◆ Records for this exercise
----
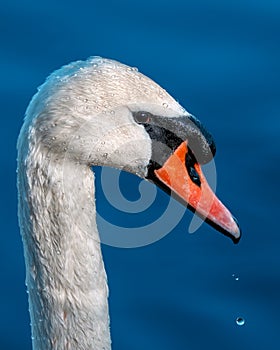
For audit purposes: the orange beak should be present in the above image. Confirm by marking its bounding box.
[154,142,241,243]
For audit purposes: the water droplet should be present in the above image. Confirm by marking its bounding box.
[235,317,245,326]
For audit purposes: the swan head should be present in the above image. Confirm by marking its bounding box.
[25,57,241,242]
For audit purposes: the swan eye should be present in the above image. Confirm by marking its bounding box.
[133,112,152,124]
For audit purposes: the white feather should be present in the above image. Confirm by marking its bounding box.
[18,57,187,350]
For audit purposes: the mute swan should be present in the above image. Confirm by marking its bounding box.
[18,57,240,350]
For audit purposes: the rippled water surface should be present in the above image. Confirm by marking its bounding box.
[0,0,280,350]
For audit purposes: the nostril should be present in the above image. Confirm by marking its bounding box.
[185,149,201,187]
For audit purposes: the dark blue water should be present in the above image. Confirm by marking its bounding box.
[0,0,280,350]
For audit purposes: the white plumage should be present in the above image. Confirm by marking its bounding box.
[18,57,188,350]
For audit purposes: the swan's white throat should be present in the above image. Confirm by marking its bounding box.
[18,57,241,350]
[18,58,187,350]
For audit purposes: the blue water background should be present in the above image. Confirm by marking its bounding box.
[0,0,280,350]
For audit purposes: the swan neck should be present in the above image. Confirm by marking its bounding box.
[18,140,111,350]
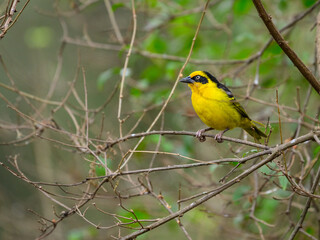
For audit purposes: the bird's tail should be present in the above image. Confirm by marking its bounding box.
[243,120,267,140]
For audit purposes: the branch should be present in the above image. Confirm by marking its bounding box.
[121,131,320,240]
[252,0,320,94]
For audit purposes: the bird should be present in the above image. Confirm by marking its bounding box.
[180,71,267,143]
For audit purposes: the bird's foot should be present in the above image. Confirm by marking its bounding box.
[214,128,229,143]
[196,128,213,142]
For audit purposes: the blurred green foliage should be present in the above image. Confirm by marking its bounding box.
[0,0,320,240]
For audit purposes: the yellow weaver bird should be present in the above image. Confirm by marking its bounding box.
[180,71,267,142]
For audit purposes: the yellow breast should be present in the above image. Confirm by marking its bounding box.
[189,84,241,130]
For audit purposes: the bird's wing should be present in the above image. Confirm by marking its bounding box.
[232,98,250,119]
[218,82,250,119]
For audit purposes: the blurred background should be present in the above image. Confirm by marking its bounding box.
[0,0,320,240]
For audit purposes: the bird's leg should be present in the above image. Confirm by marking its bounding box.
[214,128,229,143]
[196,127,213,142]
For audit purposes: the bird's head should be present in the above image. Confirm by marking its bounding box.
[180,71,219,91]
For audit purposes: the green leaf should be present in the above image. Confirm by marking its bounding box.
[279,176,289,190]
[242,148,258,157]
[302,0,316,8]
[96,165,106,177]
[233,0,252,15]
[111,3,124,12]
[130,88,142,97]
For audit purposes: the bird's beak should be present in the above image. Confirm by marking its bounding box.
[179,76,194,83]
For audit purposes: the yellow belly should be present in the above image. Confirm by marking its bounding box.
[191,92,241,130]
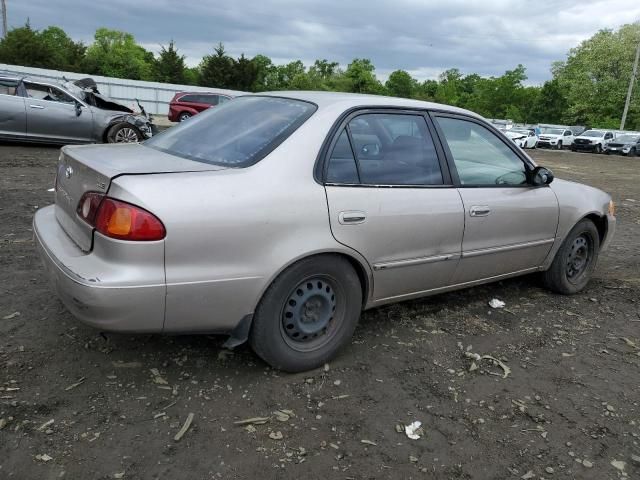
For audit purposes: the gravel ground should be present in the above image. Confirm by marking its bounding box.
[0,145,640,480]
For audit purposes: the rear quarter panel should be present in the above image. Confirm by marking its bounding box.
[109,105,370,332]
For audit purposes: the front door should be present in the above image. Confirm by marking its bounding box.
[325,110,464,301]
[0,79,27,140]
[24,82,94,142]
[434,115,559,284]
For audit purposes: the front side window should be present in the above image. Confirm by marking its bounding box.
[24,82,75,103]
[327,113,443,185]
[144,96,316,167]
[437,117,527,185]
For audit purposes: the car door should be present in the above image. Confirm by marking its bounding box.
[434,114,559,284]
[0,79,27,140]
[325,110,464,301]
[24,82,93,142]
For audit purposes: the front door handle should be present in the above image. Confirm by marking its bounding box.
[469,205,491,217]
[338,210,367,225]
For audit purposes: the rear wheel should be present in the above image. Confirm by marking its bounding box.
[107,122,144,143]
[249,255,362,372]
[544,219,600,295]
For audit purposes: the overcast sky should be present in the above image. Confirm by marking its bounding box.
[6,0,640,84]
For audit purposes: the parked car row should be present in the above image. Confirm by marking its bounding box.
[0,75,154,144]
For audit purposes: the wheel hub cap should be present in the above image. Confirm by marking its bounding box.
[282,278,336,342]
[567,235,589,278]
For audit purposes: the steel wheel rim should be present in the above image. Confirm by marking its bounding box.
[565,233,593,283]
[280,275,344,352]
[115,127,138,143]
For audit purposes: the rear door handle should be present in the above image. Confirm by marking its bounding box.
[469,205,491,217]
[338,210,367,225]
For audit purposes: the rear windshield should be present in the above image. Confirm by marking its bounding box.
[145,96,316,167]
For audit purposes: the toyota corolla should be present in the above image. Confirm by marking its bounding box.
[34,92,615,371]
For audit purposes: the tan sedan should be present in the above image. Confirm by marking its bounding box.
[34,92,615,371]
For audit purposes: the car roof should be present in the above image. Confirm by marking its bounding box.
[252,90,482,118]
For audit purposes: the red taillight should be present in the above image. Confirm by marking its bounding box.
[78,192,166,242]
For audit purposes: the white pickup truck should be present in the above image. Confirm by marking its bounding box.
[571,130,615,153]
[538,127,574,150]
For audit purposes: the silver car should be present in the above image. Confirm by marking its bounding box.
[0,75,154,144]
[34,92,615,371]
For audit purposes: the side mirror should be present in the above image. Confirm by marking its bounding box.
[531,167,554,187]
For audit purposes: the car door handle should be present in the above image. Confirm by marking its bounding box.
[469,205,491,217]
[338,211,367,225]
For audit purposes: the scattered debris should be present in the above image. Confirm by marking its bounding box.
[464,352,511,378]
[64,377,86,392]
[404,420,424,440]
[38,418,55,432]
[233,417,269,425]
[173,413,193,442]
[489,298,507,308]
[149,368,169,385]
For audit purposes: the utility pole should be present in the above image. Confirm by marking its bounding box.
[620,35,640,130]
[0,0,7,38]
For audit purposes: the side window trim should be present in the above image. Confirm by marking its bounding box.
[314,107,455,188]
[429,110,535,188]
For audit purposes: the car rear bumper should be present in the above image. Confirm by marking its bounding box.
[33,205,166,332]
[600,214,616,251]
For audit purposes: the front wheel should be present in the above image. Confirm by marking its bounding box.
[249,255,362,372]
[543,219,600,295]
[107,122,144,143]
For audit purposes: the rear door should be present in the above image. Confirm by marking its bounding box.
[0,79,27,140]
[24,82,93,143]
[434,114,559,284]
[324,110,464,301]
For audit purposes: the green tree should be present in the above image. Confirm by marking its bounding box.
[84,28,154,80]
[200,42,236,88]
[154,40,187,83]
[552,23,640,129]
[344,58,384,94]
[385,70,418,98]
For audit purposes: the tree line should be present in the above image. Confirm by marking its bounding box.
[0,22,640,130]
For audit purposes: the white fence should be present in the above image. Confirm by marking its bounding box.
[0,63,245,115]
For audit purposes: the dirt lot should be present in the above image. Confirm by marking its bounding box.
[0,146,640,480]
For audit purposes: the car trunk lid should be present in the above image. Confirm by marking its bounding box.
[55,144,224,252]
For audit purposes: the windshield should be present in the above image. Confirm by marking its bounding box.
[145,96,316,167]
[615,135,640,143]
[580,130,604,138]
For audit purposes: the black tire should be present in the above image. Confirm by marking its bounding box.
[107,122,144,143]
[249,255,362,372]
[543,219,600,295]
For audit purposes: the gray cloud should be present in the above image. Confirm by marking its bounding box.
[7,0,640,84]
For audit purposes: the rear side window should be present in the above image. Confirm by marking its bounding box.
[327,113,443,185]
[144,96,316,167]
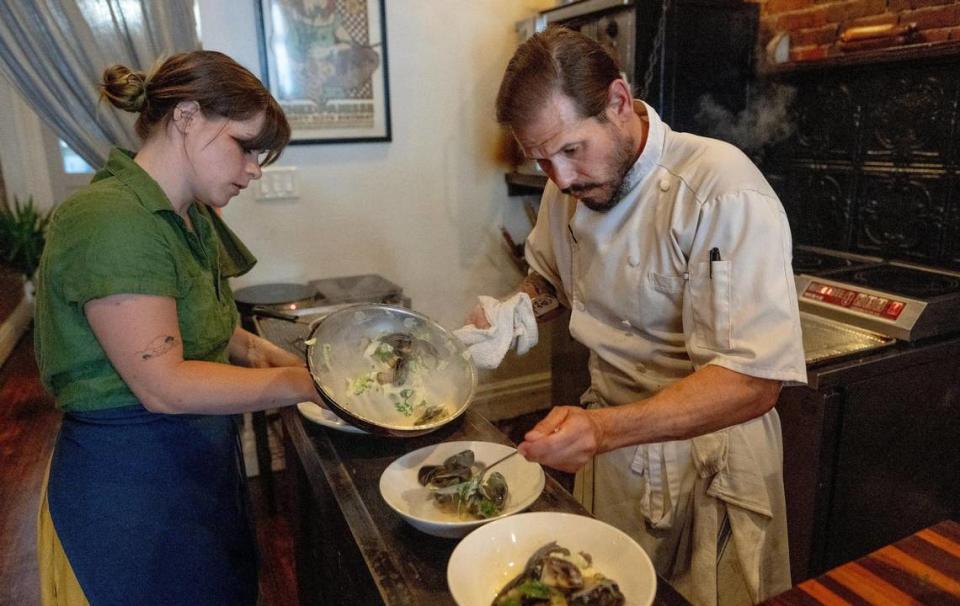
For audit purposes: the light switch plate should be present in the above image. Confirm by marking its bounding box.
[251,166,300,200]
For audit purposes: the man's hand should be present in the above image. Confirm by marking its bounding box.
[464,303,490,330]
[517,406,604,473]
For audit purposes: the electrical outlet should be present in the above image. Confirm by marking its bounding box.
[252,166,300,200]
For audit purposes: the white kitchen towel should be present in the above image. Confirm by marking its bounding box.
[453,292,539,369]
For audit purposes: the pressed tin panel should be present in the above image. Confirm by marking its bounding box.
[852,172,949,265]
[762,56,960,269]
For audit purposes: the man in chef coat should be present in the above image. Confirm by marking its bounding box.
[475,28,806,605]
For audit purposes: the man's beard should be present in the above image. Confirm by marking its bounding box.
[561,129,636,213]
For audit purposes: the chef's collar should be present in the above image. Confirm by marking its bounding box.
[622,99,664,192]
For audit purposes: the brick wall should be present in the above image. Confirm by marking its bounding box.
[759,0,960,61]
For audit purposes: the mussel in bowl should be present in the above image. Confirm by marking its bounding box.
[417,450,510,519]
[491,541,626,606]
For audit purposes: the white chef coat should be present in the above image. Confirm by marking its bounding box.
[526,101,806,604]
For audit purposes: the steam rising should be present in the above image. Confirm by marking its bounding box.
[695,84,797,154]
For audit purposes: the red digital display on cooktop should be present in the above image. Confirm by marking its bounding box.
[803,282,906,320]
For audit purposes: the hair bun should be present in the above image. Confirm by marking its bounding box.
[100,65,147,113]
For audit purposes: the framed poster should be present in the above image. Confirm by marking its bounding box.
[254,0,390,144]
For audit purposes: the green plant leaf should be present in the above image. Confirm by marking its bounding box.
[0,196,51,278]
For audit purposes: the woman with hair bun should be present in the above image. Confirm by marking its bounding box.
[35,51,316,605]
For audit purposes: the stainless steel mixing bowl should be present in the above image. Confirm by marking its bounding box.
[306,304,477,437]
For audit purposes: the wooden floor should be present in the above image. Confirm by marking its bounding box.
[0,333,297,606]
[0,333,572,606]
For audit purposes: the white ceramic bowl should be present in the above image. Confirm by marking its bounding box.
[380,442,545,538]
[447,512,657,606]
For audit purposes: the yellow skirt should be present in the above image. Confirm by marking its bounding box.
[37,464,89,606]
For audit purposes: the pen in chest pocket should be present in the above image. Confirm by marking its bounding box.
[710,247,720,280]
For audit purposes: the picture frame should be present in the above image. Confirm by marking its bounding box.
[253,0,391,144]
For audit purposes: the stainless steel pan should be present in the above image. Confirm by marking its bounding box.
[306,304,477,437]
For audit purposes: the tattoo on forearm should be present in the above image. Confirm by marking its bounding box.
[137,335,177,360]
[521,272,560,320]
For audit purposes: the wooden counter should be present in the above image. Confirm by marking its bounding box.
[764,520,960,606]
[281,407,687,606]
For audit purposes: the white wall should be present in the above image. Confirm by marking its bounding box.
[199,0,553,327]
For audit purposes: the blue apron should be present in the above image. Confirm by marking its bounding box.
[47,405,257,606]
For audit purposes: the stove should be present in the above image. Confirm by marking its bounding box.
[777,247,960,582]
[795,261,960,341]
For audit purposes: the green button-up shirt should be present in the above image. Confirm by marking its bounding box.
[34,149,256,412]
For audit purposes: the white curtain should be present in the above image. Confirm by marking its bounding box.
[0,0,200,167]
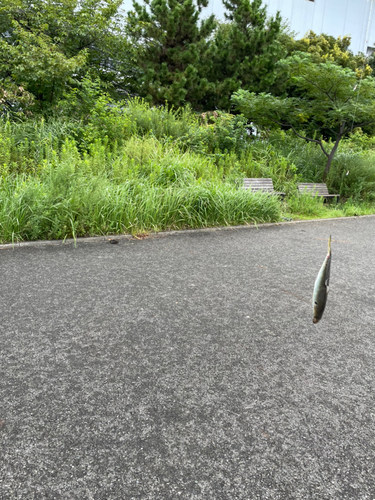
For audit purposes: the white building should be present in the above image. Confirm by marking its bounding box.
[123,0,375,54]
[264,0,375,54]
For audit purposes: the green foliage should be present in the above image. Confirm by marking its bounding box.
[285,31,372,77]
[128,0,215,106]
[0,134,279,242]
[0,0,130,111]
[202,0,286,111]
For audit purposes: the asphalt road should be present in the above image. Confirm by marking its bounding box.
[0,217,375,500]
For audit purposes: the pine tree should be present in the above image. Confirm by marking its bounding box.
[128,0,216,107]
[205,0,286,110]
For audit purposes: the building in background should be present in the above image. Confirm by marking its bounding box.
[264,0,375,55]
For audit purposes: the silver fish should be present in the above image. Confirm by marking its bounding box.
[313,237,332,323]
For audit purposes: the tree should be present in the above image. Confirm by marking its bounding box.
[232,53,375,180]
[0,0,132,110]
[128,0,215,106]
[284,31,372,77]
[201,0,286,110]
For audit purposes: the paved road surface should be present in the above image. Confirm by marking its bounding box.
[0,217,375,500]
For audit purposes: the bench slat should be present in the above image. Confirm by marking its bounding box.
[297,182,340,201]
[242,177,285,197]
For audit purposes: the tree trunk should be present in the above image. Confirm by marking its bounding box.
[323,122,345,182]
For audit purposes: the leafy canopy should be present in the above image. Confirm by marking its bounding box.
[0,0,131,109]
[128,0,215,106]
[206,0,286,110]
[284,31,372,77]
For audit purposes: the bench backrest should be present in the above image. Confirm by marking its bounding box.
[243,178,273,193]
[298,182,329,196]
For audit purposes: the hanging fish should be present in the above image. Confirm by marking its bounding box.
[313,237,332,323]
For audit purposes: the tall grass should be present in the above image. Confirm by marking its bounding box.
[0,172,280,242]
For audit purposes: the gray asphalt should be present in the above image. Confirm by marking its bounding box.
[0,217,375,500]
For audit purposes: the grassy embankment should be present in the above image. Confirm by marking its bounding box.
[0,100,375,242]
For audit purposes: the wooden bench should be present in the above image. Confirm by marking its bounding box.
[242,178,285,198]
[297,182,340,203]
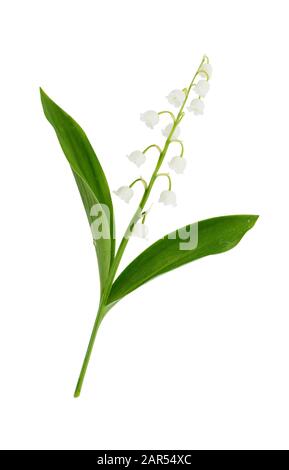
----
◆ Goal
Return, character for character, the lines of the material between the line holding "For audit purposes: the bird's leg" and the line holding "[179,76,194,83]", inclusive.

◆ Response to this task
For audit purposes: the bird's leg should be present in the above image. Confirm by marking its bounding box.
[214,128,229,143]
[196,127,213,142]
For audit purposes: the bird's head should be present in the above image. Confirm by marking its bounding box.
[180,71,219,91]
For audit purposes: the green leaf should be present in the above image. Confirm by marking its bounding box.
[279,176,289,190]
[242,148,258,157]
[302,0,316,8]
[96,165,106,177]
[233,0,252,15]
[111,3,124,12]
[130,88,142,97]
For audit purposes: the bird's beak should be present in the above image. Confirm by marking its bounding box.
[179,76,194,83]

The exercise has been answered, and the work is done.